------ 読む抜粋

< ヨブ 記 9 >

1 ヨブこたへて言けるは
Maar Job antwoordde en zeide:
2 我まことに其事の然るを知り 人いかでか神の前に義かるべけん
Waarlijk, ik weet, dat het zo is; want hoe zou de mens rechtvaardig zijn bij God?
3 よし人は神と辨爭はんとするとも千の一も答ふること能はざるべし
Zo Hij lust heeft, om met hem te twisten, niet een uit duizend zal hij Hem beantwoorden.
4 神は心慧く力強くましますなり 誰か神に逆ひてその身安からんや
Hij is wijs van hart, en sterk van kracht; wie heeft zich tegen Hem verhard, en vrede gehad?
5 彼山を移したまふに山しらず 彼震怒をもて之を飜倒したまふ
Die de bergen verzet, dat zij het niet gewaar worden, Die ze omkeert in Zijn toorn;
6 彼地を震ひてその所を離れしめたまへばその柱ゆるぐ
Die de aarde beweegt uit haar plaats, dat haar pilaren schudden;
7 日に命じたまへば日いでず 又星辰を封じたまふ
Die de zon gebiedt, en zij gaat niet op; en verzegelt de sterren;
8 唯かれ獨天を張り海の濤を覆たまふ
Die alleen de hemelen uitbreidt, en treedt op de hoogten der zee;
9 また北斗參宿昴宿および南方の密室を造りたまふ
Die den Wagen maakt, den Orion, en het Zevengesternte, en de binnenkameren van het Zuiden;
10 大なる事を行ひたまふこと測られず奇しき業を爲たまふこと數しれず
Die grote dingen doet, die men niet doorzoeken kan; en wonderen, die men niet tellen kan.

------------
------ 提供記録

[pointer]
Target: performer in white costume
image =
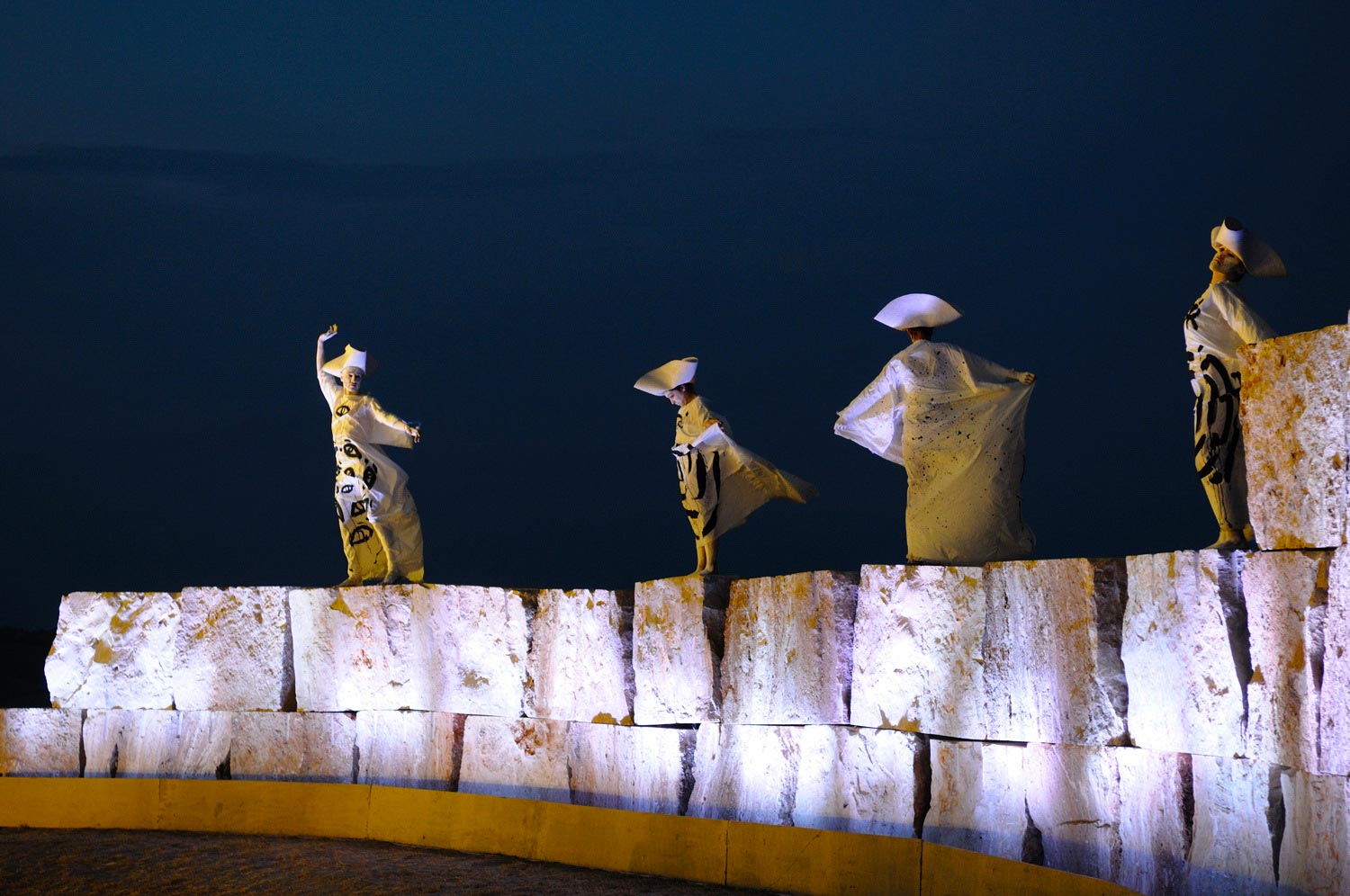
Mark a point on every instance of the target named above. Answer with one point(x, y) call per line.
point(720, 482)
point(381, 532)
point(1215, 327)
point(956, 423)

------------

▸ やること:
A. ヨブ記9章の抜粋の第9節で、神が造るとされているものを挙げよ。
B. ヨブ記9章の抜粋の「5 彼山を移したまふに山しらず 彼震怒をもて之を飜倒したまふ」から「niet tellen kan.」までを一字も変えずに書き写して返せ。

▸ 解答:
A. 北斗、參宿、昴宿および南方の密室。

B.
5 彼山を移したまふに山しらず 彼震怒をもて之を飜倒したまふ
Die de bergen verzet, dat zij het niet gewaar worden, Die ze omkeert in Zijn toorn;
6 彼地を震ひてその所を離れしめたまへばその柱ゆるぐ
Die de aarde beweegt uit haar plaats, dat haar pilaren schudden;
7 日に命じたまへば日いでず 又星辰を封じたまふ
Die de zon gebiedt, en zij gaat niet op; en verzegelt de sterren;
8 唯かれ獨天を張り海の濤を覆たまふ
Die alleen de hemelen uitbreidt, en treedt op de hoogten der zee;
9 また北斗參宿昴宿および南方の密室を造りたまふ
Die den Wagen maakt, den Orion, en het Zevengesternte, en de binnenkameren van het Zuiden;
10 大なる事を行ひたまふこと測られず奇しき業を爲たまふこと數しれず
Die grote dingen doet, die men niet doorzoeken kan; en wonderen, die men niet tellen kan.